- [Input rows]:
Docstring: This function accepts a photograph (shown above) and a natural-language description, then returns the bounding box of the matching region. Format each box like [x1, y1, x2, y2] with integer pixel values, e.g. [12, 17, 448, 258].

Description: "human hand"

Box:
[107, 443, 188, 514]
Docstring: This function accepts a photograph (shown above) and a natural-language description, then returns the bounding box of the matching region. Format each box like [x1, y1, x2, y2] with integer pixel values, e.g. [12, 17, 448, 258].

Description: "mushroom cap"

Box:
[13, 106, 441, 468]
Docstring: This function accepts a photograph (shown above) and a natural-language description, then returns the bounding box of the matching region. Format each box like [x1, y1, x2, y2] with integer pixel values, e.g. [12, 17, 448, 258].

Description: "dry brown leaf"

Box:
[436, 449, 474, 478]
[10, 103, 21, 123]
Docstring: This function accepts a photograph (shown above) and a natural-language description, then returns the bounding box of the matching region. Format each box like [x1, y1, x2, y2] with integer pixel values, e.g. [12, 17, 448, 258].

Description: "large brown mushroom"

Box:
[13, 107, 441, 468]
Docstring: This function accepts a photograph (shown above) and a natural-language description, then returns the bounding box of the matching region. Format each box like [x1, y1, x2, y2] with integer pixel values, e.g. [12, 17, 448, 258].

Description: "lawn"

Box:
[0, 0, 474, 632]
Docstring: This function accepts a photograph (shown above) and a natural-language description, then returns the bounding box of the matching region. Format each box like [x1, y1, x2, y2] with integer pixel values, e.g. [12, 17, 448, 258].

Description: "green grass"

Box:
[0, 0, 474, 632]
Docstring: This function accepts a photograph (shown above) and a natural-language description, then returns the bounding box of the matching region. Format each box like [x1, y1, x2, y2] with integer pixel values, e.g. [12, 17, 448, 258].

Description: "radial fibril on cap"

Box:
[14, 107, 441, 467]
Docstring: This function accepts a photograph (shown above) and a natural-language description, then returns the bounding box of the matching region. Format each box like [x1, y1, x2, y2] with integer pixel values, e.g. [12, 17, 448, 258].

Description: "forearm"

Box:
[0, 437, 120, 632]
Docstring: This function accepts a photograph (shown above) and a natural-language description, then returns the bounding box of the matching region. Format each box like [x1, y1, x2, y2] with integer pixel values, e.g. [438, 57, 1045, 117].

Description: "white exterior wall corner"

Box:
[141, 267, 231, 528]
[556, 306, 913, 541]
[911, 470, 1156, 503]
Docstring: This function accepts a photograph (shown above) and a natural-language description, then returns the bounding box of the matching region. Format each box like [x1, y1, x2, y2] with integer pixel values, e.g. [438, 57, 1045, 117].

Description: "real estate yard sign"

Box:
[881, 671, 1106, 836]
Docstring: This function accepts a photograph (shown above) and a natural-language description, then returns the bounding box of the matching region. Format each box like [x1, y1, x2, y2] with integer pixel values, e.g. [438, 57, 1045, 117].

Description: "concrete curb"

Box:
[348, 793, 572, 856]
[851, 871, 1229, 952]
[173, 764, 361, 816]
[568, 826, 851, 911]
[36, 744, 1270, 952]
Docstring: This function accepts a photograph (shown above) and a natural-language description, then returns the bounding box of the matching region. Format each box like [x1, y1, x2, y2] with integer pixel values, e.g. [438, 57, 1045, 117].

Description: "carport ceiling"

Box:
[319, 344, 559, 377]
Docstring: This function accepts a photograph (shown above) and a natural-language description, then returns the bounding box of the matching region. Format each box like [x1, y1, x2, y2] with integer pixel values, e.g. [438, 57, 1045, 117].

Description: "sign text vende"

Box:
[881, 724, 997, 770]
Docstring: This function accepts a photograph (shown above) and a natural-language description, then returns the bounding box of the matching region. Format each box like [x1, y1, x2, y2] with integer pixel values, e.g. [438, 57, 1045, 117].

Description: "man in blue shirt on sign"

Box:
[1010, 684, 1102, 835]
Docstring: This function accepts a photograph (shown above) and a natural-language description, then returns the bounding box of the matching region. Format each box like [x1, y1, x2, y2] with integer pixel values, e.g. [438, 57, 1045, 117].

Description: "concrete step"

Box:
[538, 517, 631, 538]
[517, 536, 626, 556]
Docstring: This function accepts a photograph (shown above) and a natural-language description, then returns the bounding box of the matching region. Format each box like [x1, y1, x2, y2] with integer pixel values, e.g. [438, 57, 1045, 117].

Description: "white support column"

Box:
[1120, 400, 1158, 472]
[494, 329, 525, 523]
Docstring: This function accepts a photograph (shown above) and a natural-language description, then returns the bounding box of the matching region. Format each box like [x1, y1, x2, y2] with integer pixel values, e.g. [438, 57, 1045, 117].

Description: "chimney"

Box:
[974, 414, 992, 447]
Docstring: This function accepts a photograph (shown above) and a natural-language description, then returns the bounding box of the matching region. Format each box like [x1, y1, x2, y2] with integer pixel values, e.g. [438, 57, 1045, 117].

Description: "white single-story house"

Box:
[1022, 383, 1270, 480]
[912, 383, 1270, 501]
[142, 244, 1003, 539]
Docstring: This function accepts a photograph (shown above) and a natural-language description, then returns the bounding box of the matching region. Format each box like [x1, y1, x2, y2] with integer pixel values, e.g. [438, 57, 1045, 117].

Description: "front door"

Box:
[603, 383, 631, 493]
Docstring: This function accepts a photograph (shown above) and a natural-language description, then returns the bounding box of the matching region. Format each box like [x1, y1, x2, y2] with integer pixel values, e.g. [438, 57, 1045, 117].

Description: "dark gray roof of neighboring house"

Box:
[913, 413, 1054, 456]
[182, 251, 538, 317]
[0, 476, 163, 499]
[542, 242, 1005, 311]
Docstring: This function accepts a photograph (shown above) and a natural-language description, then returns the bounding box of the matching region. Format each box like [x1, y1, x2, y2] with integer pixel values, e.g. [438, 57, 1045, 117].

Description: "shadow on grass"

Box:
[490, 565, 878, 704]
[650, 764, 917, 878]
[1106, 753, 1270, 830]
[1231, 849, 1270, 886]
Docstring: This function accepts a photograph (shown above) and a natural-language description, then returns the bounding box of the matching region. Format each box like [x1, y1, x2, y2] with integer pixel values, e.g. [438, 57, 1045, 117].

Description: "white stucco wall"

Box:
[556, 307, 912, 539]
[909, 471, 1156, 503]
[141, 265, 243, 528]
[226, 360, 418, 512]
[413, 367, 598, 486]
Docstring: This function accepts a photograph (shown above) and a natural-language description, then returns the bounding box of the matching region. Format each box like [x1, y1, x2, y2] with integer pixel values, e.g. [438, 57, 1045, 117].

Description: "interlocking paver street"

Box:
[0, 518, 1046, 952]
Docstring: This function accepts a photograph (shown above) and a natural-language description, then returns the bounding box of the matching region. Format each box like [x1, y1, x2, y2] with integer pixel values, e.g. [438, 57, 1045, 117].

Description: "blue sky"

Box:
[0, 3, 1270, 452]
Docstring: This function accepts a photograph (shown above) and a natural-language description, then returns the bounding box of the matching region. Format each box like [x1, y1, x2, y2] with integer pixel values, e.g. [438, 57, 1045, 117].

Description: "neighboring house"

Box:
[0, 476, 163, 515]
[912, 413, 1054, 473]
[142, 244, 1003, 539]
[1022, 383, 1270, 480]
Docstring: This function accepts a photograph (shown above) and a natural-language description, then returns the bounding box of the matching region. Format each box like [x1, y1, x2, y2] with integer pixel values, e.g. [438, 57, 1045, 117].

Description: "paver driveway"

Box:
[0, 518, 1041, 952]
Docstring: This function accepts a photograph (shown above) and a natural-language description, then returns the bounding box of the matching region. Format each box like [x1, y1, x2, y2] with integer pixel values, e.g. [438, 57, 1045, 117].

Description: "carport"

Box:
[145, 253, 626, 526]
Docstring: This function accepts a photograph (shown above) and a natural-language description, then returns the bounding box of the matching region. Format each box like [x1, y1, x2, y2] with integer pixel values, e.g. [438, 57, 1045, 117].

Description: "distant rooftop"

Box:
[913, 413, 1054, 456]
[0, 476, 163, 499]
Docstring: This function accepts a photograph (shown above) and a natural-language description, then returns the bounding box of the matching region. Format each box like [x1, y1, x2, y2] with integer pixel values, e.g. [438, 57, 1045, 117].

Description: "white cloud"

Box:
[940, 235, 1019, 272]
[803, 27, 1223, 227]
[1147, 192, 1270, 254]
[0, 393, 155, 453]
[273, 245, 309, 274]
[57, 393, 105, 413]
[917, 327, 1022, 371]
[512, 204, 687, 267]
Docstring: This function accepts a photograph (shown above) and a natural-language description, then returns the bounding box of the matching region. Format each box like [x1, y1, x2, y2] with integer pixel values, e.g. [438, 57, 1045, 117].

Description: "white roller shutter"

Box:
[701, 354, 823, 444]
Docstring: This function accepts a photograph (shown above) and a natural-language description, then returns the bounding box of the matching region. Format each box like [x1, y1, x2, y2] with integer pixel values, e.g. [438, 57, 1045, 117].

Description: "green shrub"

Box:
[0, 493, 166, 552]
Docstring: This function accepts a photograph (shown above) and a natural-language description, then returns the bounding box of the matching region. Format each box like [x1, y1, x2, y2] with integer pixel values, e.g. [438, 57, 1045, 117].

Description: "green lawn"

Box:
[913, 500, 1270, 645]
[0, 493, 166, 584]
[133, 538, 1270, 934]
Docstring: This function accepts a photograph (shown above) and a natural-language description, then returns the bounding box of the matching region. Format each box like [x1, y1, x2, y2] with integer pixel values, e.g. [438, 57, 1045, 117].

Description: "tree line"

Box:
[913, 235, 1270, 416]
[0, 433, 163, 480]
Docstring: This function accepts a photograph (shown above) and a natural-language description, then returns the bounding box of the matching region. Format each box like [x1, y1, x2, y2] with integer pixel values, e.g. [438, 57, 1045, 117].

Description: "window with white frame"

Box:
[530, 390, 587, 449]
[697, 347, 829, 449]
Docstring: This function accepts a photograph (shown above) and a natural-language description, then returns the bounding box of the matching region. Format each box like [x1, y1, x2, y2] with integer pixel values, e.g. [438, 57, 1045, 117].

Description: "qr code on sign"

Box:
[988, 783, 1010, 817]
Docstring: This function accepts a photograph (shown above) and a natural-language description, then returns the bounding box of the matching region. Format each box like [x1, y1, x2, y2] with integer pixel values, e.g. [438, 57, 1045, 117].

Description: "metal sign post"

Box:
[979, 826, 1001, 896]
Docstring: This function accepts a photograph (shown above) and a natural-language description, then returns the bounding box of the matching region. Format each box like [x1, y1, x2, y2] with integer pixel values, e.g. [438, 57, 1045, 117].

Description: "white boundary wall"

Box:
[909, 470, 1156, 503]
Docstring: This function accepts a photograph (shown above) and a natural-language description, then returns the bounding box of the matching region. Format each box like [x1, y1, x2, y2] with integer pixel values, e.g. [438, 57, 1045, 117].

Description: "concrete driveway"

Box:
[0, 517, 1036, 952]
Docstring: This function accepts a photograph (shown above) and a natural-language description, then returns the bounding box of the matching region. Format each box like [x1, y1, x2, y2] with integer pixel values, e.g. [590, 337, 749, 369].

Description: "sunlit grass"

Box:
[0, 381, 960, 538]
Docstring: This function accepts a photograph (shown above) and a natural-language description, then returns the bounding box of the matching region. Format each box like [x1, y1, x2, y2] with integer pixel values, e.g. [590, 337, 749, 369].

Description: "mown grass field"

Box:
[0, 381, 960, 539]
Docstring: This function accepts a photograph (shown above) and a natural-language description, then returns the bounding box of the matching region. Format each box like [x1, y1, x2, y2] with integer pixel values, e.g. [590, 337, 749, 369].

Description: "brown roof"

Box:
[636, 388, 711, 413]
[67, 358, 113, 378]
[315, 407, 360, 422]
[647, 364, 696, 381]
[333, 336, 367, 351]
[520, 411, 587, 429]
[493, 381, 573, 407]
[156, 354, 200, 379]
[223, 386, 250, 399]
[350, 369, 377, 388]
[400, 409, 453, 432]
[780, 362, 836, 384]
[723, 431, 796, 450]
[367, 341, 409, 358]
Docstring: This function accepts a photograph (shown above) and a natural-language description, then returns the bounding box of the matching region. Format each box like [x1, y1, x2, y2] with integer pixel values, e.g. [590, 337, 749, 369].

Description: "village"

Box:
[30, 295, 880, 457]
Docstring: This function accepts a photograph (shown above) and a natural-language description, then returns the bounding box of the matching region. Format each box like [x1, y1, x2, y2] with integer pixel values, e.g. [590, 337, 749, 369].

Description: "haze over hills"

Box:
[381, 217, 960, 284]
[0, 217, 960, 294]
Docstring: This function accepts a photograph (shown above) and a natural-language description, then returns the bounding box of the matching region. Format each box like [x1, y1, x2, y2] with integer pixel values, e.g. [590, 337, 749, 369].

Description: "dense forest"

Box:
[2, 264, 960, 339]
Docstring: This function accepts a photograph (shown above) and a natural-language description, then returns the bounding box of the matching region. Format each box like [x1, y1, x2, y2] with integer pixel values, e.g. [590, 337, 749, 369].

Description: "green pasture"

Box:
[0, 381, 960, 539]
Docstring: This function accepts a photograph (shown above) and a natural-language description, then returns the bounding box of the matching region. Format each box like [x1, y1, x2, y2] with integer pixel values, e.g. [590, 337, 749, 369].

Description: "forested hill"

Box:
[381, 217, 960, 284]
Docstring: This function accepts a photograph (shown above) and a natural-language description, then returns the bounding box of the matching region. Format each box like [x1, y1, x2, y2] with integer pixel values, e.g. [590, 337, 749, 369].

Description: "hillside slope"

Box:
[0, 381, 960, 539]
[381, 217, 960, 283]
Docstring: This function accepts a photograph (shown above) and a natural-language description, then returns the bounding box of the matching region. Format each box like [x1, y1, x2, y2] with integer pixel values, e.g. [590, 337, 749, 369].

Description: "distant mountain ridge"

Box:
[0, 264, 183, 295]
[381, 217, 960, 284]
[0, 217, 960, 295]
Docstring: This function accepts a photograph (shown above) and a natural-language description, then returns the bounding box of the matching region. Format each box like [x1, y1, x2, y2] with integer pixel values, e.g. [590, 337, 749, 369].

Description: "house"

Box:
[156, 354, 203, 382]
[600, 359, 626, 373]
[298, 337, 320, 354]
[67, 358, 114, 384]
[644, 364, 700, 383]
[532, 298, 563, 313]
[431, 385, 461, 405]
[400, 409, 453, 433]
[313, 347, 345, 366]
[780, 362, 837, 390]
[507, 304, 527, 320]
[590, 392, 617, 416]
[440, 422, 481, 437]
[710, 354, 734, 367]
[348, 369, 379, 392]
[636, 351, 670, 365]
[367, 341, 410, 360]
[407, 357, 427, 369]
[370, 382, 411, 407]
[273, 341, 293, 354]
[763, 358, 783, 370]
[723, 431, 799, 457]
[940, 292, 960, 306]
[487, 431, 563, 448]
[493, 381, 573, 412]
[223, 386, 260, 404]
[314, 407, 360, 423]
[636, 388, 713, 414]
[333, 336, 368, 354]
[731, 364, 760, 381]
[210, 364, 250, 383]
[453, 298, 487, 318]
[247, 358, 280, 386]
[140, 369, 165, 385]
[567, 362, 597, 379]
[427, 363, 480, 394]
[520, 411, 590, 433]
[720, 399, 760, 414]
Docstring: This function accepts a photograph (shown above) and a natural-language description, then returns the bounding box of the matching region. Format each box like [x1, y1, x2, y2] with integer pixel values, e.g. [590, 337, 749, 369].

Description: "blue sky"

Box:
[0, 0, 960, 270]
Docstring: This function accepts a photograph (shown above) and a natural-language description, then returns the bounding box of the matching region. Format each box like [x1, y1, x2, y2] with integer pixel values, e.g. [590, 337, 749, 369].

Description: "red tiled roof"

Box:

- [Objective]: Please quote the rows word for word, starting at the first line and ending at the line that contains "[10, 103, 21, 123]".

- [Written solution]:
Docstring: This function accepts a photograph (shown above) and a natural-language description, then returns the bounding box of the matching region. Format each box like [x1, y1, x2, y2] with integer pixel values, e.g. [12, 17, 448, 258].

Description: "human hand"

Box:
[107, 443, 188, 514]
Docstring: This function accepts a photograph (shown above) and a natural-language description, then returns the bounding box of the matching region. Format each box like [x1, y1, x2, y2] with integer pixel values, e.g. [12, 17, 448, 258].

Description: "mushroom cap"

Box:
[13, 106, 441, 468]
Docstring: This function accepts a photograph (shown above) and a natural-language description, then returns the bounding box of the matching region. Format each box like [x1, y1, x2, y2] with integer pixel values, e.g. [12, 17, 448, 258].

Description: "dry brown leaf"

Box:
[436, 449, 474, 478]
[10, 103, 21, 123]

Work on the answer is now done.